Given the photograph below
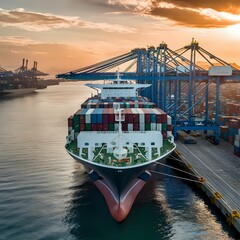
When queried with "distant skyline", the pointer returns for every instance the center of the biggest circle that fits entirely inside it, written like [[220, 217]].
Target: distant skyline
[[63, 35]]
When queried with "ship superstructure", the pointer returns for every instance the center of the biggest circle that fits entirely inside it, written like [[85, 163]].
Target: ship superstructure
[[118, 136]]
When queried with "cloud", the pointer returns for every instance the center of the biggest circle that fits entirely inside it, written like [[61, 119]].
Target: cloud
[[17, 40], [190, 13], [33, 21]]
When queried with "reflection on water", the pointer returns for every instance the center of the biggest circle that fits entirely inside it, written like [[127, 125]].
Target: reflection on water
[[45, 194]]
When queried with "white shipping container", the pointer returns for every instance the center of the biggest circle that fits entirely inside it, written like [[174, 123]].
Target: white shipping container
[[141, 116], [153, 126], [169, 120], [130, 127], [88, 115], [159, 127], [236, 143], [220, 71], [237, 137], [142, 126], [169, 133], [116, 126]]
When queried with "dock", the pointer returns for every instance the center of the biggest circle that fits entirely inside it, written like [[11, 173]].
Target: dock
[[219, 171]]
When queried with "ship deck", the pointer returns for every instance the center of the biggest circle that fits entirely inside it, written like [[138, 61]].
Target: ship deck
[[134, 158]]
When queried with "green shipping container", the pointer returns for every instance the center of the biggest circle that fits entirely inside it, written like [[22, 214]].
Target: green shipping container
[[164, 127], [76, 128], [88, 126], [147, 127], [111, 126]]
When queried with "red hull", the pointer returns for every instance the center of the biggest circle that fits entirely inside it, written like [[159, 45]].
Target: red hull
[[120, 205]]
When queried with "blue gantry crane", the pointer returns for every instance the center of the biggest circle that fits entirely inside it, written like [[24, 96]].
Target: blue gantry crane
[[180, 86]]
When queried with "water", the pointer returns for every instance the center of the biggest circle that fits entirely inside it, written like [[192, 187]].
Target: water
[[45, 194]]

◇ ◇ ◇

_ACTIVITY:_ The line containing "Target: ship deck" marks the start; retype it and each line after it through the end of the records above, exactly.

_RESPONSE:_
Target: ship deck
[[134, 158]]
When queried with "green shipping container", the pointer returns for every instance the center of the biggest circle that fits entirely inside it, written like [[22, 214]].
Target: green shipping container
[[164, 127], [76, 128], [88, 126], [147, 127], [111, 126]]
When queried with "red hull", the pointer returns for every instance the center of the biggest circle that fits entirely inside it, written like [[159, 45]].
Target: red hull
[[120, 205]]
When queried with "blue gantry crane", the pointer returns for every instance the center of the biggest circle that fits entirely inside it, written like [[24, 96]].
Target: blue gantry crane
[[180, 86]]
When queried with "water", the pointer returns for every instance the center of the biggest circle that fits entirely inside it, written like [[192, 187]].
Target: water
[[45, 194]]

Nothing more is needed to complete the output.